**Objective**.
Every entry below must appear again, exactly as written.

**Given entries**.
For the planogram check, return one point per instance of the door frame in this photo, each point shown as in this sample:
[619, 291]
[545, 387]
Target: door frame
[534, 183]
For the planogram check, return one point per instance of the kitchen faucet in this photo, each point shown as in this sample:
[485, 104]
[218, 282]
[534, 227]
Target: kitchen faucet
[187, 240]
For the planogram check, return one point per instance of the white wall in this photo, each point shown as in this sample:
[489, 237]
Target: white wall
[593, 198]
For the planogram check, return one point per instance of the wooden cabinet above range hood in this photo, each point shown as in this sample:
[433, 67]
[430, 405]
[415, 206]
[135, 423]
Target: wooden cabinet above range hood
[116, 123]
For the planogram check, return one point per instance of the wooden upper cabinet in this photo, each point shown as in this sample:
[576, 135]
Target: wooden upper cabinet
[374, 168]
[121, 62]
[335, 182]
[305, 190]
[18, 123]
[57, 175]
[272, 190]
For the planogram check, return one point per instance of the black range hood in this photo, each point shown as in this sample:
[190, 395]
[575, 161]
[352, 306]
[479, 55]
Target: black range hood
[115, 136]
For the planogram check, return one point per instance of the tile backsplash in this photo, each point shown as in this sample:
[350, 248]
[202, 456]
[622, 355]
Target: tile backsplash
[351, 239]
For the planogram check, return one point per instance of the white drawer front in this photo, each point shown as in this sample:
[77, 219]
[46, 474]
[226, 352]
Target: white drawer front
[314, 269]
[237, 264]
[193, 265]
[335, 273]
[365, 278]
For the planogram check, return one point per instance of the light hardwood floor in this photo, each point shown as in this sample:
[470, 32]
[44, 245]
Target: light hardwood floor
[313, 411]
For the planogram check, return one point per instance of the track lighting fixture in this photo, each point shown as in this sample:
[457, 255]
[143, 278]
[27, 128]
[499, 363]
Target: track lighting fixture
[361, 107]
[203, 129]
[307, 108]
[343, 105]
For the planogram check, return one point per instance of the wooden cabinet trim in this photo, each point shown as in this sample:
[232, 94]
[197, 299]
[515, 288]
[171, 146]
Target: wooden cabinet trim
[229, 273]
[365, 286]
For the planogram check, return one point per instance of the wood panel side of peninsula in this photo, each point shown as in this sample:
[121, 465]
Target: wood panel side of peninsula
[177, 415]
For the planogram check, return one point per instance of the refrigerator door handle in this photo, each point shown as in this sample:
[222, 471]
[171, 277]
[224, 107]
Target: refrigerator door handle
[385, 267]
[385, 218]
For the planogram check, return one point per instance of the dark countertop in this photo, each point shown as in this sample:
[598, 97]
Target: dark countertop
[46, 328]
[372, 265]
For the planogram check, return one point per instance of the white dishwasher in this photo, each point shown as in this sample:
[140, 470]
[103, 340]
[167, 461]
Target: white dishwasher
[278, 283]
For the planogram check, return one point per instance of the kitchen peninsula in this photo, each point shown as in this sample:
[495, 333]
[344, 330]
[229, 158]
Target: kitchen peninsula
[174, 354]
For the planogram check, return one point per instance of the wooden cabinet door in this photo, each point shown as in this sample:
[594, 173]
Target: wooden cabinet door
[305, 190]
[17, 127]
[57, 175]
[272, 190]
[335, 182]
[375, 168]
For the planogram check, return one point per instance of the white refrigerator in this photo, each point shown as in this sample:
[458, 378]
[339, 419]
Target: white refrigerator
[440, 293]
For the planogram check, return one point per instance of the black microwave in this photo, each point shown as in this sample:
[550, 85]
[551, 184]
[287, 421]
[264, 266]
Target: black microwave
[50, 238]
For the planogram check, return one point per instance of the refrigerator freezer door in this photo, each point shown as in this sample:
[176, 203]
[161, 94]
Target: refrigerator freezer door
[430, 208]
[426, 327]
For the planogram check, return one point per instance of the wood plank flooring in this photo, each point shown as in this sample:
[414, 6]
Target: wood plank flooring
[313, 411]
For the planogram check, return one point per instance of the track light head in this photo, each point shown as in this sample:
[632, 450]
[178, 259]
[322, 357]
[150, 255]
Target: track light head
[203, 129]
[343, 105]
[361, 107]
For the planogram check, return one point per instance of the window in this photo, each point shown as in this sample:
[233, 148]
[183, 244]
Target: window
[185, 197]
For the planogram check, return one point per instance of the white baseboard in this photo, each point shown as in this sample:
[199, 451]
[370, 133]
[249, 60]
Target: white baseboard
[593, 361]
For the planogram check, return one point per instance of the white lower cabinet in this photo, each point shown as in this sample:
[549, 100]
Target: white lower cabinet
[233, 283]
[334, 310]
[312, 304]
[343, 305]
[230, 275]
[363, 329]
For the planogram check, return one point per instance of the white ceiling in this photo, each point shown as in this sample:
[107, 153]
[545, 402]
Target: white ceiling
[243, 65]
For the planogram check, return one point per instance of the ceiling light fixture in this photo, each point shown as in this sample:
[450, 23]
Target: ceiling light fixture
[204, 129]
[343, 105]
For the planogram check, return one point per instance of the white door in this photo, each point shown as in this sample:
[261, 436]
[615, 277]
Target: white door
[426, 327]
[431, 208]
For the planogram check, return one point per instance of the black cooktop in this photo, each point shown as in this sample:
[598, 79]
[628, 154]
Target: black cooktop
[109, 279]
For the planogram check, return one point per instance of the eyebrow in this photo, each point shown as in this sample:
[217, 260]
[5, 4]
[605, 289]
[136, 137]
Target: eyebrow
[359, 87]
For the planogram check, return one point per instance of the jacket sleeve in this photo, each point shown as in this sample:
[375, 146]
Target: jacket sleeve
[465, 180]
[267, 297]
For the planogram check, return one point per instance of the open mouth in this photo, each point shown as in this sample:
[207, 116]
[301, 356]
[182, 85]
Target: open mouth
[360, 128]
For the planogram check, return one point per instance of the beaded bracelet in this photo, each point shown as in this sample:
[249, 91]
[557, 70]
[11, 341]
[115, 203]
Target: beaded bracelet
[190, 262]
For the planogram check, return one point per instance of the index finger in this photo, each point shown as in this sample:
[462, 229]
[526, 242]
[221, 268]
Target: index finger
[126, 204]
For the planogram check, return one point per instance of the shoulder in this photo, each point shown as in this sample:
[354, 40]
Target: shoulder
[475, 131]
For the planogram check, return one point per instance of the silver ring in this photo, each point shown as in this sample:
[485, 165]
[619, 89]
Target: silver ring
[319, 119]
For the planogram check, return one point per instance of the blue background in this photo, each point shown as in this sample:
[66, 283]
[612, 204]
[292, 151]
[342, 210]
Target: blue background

**Solution**.
For the planogram check, return one point per instance of the door frame in this photo, each point shown as in this sample:
[619, 291]
[545, 387]
Target: door frame
[534, 183]
For the planogram check, return one point per instance of the kitchen faucet in this photo, each point shown as in this sample:
[485, 104]
[218, 282]
[534, 227]
Target: kitchen faucet
[187, 240]
For the planogram check, return one point per instance of the white wall in this photo, each point shown as in this sample:
[489, 237]
Target: white wall
[593, 198]
For the planogram check, return one point per instance of the wooden cabinet above range hood in this photo, each point shown as in this sample:
[433, 67]
[430, 405]
[415, 206]
[135, 423]
Target: wooden cabinet above range hood
[116, 123]
For the planogram check, return one point per instance of the wooden upper cabinet in this photo, each point shown as in this sample:
[576, 135]
Target: wooden upper cabinet
[374, 168]
[121, 62]
[335, 182]
[305, 190]
[18, 123]
[57, 175]
[272, 190]
For the planogram check, return one point per instance of the black range hood in this photo, each point shown as in this sample:
[190, 395]
[575, 161]
[352, 306]
[479, 55]
Target: black range hood
[115, 136]
For the planogram check, return one point per instance of the tile backsplash in this photo, each point shown as in this sample:
[350, 248]
[202, 456]
[622, 355]
Target: tile backsplash
[351, 239]
For the planogram check, return one point per instance of the white drawer front in this photo, each point shown as in this sample:
[77, 219]
[46, 474]
[226, 352]
Target: white drawer front
[314, 269]
[237, 264]
[193, 265]
[335, 273]
[365, 278]
For the planogram check, return one point per instance of the light hardwood floor in this photo, each point shown as in this sample:
[470, 32]
[44, 245]
Target: light hardwood floor
[313, 411]
For the planogram check, return one point per instance of the track lighting fixture in this photo, each point shown as in this sample:
[457, 255]
[143, 278]
[27, 128]
[499, 363]
Target: track lighting fixture
[361, 107]
[203, 129]
[307, 108]
[343, 105]
For the planogram check, return one point per instance of the wooden cabinet trim in this photo, each point shown as in this sample:
[232, 94]
[197, 299]
[515, 288]
[171, 146]
Target: wooden cabinet trim
[229, 273]
[365, 286]
For the planogram check, return one point per instance of the wood panel side of peninsula in this photo, each point shown as in this sample:
[121, 465]
Target: wood panel side of peninsula
[177, 415]
For the planogram check, return one point per instance of the refrigerator door handle in this photo, each point shown as in this sample:
[222, 471]
[171, 277]
[224, 107]
Target: refrigerator door handle
[385, 267]
[385, 218]
For the planogram check, return one point per instance of the dark countertop in this photo, each point shown as in this sample:
[598, 97]
Target: dark countertop
[46, 328]
[372, 265]
For the planogram check, return one point per instance of the white dishwasher in this photo, each point shown as in this sample:
[140, 470]
[103, 340]
[167, 461]
Target: white dishwasher
[278, 283]
For the planogram check, return one point per instance of the kitchen peninsula in this photo, each point shown as in this sample:
[495, 333]
[344, 330]
[229, 158]
Target: kitchen peninsula
[174, 354]
For the planogram check, return one point per instance of the wooden cabinet door in this photo, each point shown as in this sample:
[594, 173]
Target: wooden cabinet door
[305, 190]
[17, 127]
[57, 175]
[272, 190]
[335, 182]
[375, 168]
For the planogram check, return one point per instance of the white refrigerator in this photo, each point shown as in this sample:
[458, 378]
[339, 419]
Target: white refrigerator
[440, 293]
For the planogram check, return one point per instance of the black microwave in this photo, each point shown as in this sample:
[550, 85]
[551, 184]
[287, 421]
[264, 266]
Target: black microwave
[50, 238]
For the planogram check, return one point per instance of the refrigerator freezer door in this photo, each point shown as in this sample:
[176, 203]
[161, 94]
Target: refrigerator freezer door
[430, 208]
[426, 327]
For the planogram check, return one point per instance of the wood plank flooring in this photo, each point shown as in this sample:
[414, 6]
Target: wood plank flooring
[313, 411]
For the planogram check, return one point per instance of the track light head in this photo, each point shown as in this sample:
[632, 450]
[178, 259]
[322, 357]
[150, 255]
Target: track light head
[203, 129]
[343, 105]
[361, 107]
For the planogram check, return one point per instance of the window in this photo, each point shown as in this sample:
[233, 148]
[183, 244]
Target: window
[185, 197]
For the planogram check, return one point per instance of the white baseboard in this photo, each point shown as in this sample:
[199, 451]
[370, 133]
[249, 60]
Target: white baseboard
[593, 361]
For the planogram check, return one point per instance of the white lower cabinet in this photo, each point shown as in this sample:
[549, 100]
Target: white lower cabinet
[233, 283]
[334, 310]
[312, 304]
[343, 305]
[230, 275]
[363, 329]
For the planogram check, return one point per instance of the white ceiling in this photo, each point shown as in this sample:
[107, 153]
[545, 402]
Target: white ceiling
[243, 65]
For the planogram check, return one point per instance of the ceiling light fixture in this photo, each point shown as in this sample:
[450, 23]
Target: ceiling light fixture
[204, 129]
[343, 105]
For the planogram check, return one point per instance of the white door in this photo, each point shown as in this sample:
[261, 436]
[615, 277]
Target: white door
[426, 327]
[431, 208]
For the planogram check, return one point per instance of the black cooktop in this photo, each point shown as in this sample:
[598, 79]
[628, 154]
Target: black cooktop
[109, 279]
For the planogram check, return one point per instance of the eyebrow in this photo, each point shown as in this sample:
[217, 260]
[5, 4]
[605, 289]
[136, 137]
Target: eyebrow
[359, 87]
For the planogram check, return one point per instance of the jacket sleeve in this photo, each point shown as in this sample:
[375, 146]
Target: jacket sleeve
[465, 180]
[267, 297]
For the planogram check, return one point per instance of the open mouth in this photo, each point shown as in this sample:
[207, 116]
[301, 356]
[182, 85]
Target: open mouth
[360, 128]
For the planogram check, return one point per instance of the beaded bracelet in this photo, each point shown as in this sample:
[249, 91]
[557, 70]
[11, 341]
[115, 203]
Target: beaded bracelet
[190, 262]
For the planogram check, return one point per instance of the index finger in this photo, each point shown as in this sample:
[462, 229]
[526, 242]
[221, 268]
Target: index finger
[126, 204]
For the planogram check, return one point per instance of the shoulder in this photo, each point shown as in this sample:
[354, 40]
Target: shoulder
[475, 131]
For the planogram check, return one point per instance of the silver ring in this photo, each point shown as in this sample:
[485, 165]
[619, 89]
Target: silver ring
[319, 119]
For the planogram check, return one point per instance of the blue background in this photo, each point shown as in this sample:
[66, 283]
[612, 204]
[292, 151]
[342, 210]
Target: blue background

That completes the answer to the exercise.